= SOURCE PASSAGE =
────────

Thursday, June 15, 2017

Ecology of the Gaming Blog

I'm a little late to the game.

Hi.

So, I've been interested in the OSR for awhile now--in particular, hexcrawls, disease severity tables, unbalanced random encounters, and other forgotten treasures from olden times. Although I've had the pleasure of DMing for groups both online and in real life pretty consistently over the years, I've never managed to find the time to actually sit down and DO the things that percolate in the back of my mind as I run my players through D&D 3.5 Elder Scrolls homebrews, massive Forgotten Realms mega-modules, 2nd Edition Birthright campaigns, and 1e classic dungeons. An ever growing stack of ideas, campaign notes, obscure game store finds, unexplored dungeon complexes, and unused setting details that I can't bear to part with looms over me, full of something like wasted potential. I want to build something from these resources--something permanent and lasting. A place to hold my many places.

Like Burgess Meredith in the classic Twilight Zone episode, I have decided to emerge from the vault and demand that there be time enough at last!

And so there has been! For nearly a month now, I've been engaged in world-building, looting a hundred long-dead campaigns (and even more published material) to assemble the bones of my own little world. I've been obsessing over minutiae and wrestling with rules, and I've found it all to be pretty great. Over the course of it, my search for other folks' solutions to the problems I sought to address brought me to the amazing and thriving community of old school gaming blogs. I found myself wanting to share this thing that I'm working on, and to make the solutions that I'm creating available to others who are even later to the game than I am. So here we are.

I suppose we'll see what comes of this. To whatever degree I have anything to teach, I expect it will be through the illustration of a process built from the work of hundreds of others. My plan is to walk through the choices I've made so far, discuss the forks in the road where I made those choices, and eventually come out the other end with a ready-to-play world (and hopefully a few friends made along the way).

────────

= Stored data entries =
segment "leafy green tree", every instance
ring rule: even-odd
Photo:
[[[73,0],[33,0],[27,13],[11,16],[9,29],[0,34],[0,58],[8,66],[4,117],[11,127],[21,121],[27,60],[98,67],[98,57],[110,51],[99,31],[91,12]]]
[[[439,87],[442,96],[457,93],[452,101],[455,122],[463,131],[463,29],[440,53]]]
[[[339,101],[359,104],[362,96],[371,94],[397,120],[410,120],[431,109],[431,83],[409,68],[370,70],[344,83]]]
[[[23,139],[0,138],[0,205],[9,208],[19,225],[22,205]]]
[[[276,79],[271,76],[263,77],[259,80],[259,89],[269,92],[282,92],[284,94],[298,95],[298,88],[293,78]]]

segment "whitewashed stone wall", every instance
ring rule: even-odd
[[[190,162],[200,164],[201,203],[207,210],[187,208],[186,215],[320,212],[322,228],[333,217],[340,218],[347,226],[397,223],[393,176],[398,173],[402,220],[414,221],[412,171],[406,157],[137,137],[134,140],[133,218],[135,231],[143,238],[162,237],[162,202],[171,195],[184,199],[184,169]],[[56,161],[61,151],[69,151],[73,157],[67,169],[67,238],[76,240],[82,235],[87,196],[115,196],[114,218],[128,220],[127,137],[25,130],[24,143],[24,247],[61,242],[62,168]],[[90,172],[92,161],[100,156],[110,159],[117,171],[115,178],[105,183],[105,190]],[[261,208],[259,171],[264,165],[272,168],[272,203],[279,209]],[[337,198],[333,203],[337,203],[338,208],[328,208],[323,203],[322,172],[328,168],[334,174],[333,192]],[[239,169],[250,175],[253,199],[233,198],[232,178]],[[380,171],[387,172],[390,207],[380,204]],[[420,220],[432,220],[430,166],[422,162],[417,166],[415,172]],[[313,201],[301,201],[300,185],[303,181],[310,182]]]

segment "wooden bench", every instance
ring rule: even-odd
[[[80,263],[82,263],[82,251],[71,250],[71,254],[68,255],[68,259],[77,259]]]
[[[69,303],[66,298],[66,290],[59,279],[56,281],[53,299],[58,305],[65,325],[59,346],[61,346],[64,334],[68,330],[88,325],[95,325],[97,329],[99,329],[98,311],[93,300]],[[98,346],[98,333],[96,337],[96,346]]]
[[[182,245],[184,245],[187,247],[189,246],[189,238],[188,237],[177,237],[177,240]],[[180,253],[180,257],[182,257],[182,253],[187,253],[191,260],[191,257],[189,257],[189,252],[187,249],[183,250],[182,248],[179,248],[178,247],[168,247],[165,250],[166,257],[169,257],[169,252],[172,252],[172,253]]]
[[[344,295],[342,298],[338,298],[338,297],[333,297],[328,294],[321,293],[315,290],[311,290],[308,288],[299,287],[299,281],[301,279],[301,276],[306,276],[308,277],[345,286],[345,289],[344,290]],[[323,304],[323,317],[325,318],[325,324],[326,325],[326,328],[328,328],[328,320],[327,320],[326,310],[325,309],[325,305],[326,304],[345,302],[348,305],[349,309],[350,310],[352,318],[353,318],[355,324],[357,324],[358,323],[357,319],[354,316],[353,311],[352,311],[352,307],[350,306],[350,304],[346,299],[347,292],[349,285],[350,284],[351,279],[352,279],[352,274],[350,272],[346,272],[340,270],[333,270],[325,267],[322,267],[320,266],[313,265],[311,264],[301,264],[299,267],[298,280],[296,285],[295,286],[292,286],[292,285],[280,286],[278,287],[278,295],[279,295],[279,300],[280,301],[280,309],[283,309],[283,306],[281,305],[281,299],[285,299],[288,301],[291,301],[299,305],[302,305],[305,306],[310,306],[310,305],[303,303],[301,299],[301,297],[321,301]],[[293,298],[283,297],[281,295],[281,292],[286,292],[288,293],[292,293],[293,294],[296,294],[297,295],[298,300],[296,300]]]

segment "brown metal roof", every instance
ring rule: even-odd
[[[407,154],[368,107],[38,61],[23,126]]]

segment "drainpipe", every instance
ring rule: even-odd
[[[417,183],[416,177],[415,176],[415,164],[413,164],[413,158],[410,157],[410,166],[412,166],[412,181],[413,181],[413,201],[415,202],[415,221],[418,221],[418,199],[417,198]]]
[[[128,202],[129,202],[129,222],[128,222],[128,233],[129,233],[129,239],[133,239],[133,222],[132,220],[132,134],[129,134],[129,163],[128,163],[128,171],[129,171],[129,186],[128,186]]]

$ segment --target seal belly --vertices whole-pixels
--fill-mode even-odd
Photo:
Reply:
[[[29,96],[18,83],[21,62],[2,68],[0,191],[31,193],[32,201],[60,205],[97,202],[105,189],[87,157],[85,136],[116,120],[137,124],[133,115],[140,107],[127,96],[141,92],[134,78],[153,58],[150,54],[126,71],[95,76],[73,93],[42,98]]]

────────

= WORK REQUIRED =
Please translate this sentence from the blog post into Spanish: "I want to build something from these resources--something permanent and lasting." The rows above are separate material, unrelated to the blog post.

= ANSWER TO THE EXERCISE =
Quiero construir algo a partir de estos recursos: algo permanente y duradero.